Directions: Stop after the line that contains "In every instance, a"; until then, restate each line of the entries word for word from the very first.

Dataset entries
##########
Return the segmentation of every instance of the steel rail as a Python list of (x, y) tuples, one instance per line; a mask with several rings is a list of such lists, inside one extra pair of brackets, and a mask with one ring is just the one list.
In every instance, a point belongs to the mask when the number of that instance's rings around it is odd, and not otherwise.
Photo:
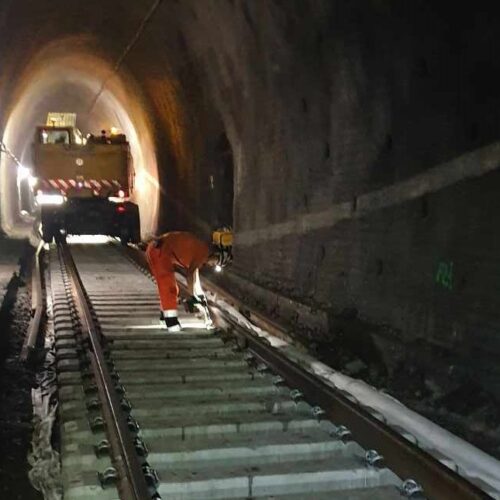
[[(143, 252), (129, 247), (126, 249), (126, 253), (140, 267), (149, 270)], [(277, 335), (279, 337), (286, 336), (286, 333), (275, 322), (267, 320), (262, 314), (253, 311), (207, 278), (203, 278), (203, 286), (236, 309), (244, 311), (247, 316), (250, 316), (251, 321), (260, 328), (275, 335), (279, 333)], [(214, 308), (214, 304), (211, 304), (211, 308)], [(439, 500), (491, 498), (479, 487), (405, 439), (367, 410), (350, 401), (340, 390), (327, 385), (255, 334), (242, 328), (219, 308), (217, 311), (223, 314), (224, 320), (230, 323), (239, 334), (244, 336), (249, 350), (254, 355), (283, 377), (288, 385), (300, 390), (306, 401), (320, 406), (325, 411), (326, 418), (337, 425), (345, 425), (351, 432), (353, 439), (361, 446), (365, 449), (375, 449), (383, 455), (387, 466), (399, 477), (417, 481), (424, 489), (426, 498)], [(216, 317), (215, 314), (213, 316)]]
[[(253, 321), (258, 319), (259, 327), (271, 333), (279, 328), (276, 323), (266, 321), (261, 314), (251, 311), (248, 306), (243, 305), (210, 280), (205, 278), (203, 281), (204, 287), (212, 293), (224, 298), (238, 309), (248, 310)], [(217, 310), (220, 311), (218, 308)], [(224, 315), (224, 319), (244, 336), (250, 351), (281, 375), (291, 387), (300, 390), (305, 400), (320, 406), (332, 422), (345, 425), (353, 439), (361, 446), (377, 450), (384, 457), (388, 467), (399, 477), (417, 481), (423, 487), (427, 498), (446, 500), (491, 498), (479, 487), (350, 401), (341, 391), (327, 385), (255, 334), (242, 328), (231, 317)]]
[[(256, 323), (259, 327), (271, 333), (279, 329), (276, 323), (268, 322), (261, 314), (252, 311), (210, 280), (205, 278), (203, 281), (204, 287), (212, 293), (222, 297), (239, 310), (248, 310), (251, 320), (257, 319)], [(217, 310), (220, 311), (220, 309)], [(300, 390), (305, 400), (320, 406), (332, 422), (345, 425), (353, 439), (361, 446), (377, 450), (384, 457), (388, 467), (399, 477), (417, 481), (423, 487), (427, 498), (446, 500), (491, 498), (479, 487), (405, 439), (367, 410), (350, 401), (341, 391), (327, 385), (255, 334), (242, 328), (231, 317), (224, 315), (224, 319), (244, 336), (250, 351), (262, 362), (268, 364), (278, 375), (281, 375), (291, 387)]]
[(42, 270), (41, 270), (41, 255), (43, 250), (43, 242), (40, 242), (34, 256), (35, 265), (31, 273), (31, 318), (28, 326), (28, 332), (24, 339), (21, 349), (21, 361), (30, 361), (33, 351), (35, 350), (40, 325), (45, 312), (45, 302), (43, 300), (42, 291)]
[(118, 491), (121, 500), (151, 498), (146, 479), (137, 458), (131, 434), (120, 406), (115, 386), (104, 357), (100, 333), (96, 328), (85, 296), (82, 280), (68, 247), (58, 245), (61, 261), (70, 277), (71, 293), (82, 322), (82, 333), (89, 342), (89, 357), (95, 375), (101, 409), (106, 422), (106, 435), (111, 448), (111, 459), (118, 473)]
[[(219, 309), (218, 309), (219, 310)], [(425, 450), (403, 438), (367, 410), (350, 401), (339, 390), (327, 385), (277, 349), (249, 333), (231, 318), (224, 317), (244, 336), (248, 349), (298, 389), (304, 399), (325, 411), (325, 417), (345, 425), (353, 439), (366, 449), (375, 449), (384, 462), (402, 479), (414, 479), (429, 499), (473, 500), (491, 498)]]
##########
Solution to the exercise:
Return the segmentation of every instance of the steel rail as a Python list of (x, y) tuples, one instance per line; a mask with several rings is a list of such lists, inside one extra pair of brackets, and a mask with one ring is just the one list.
In every instance, a point belongs to the mask when the number of that instance's rings around it is odd, and not otherwise.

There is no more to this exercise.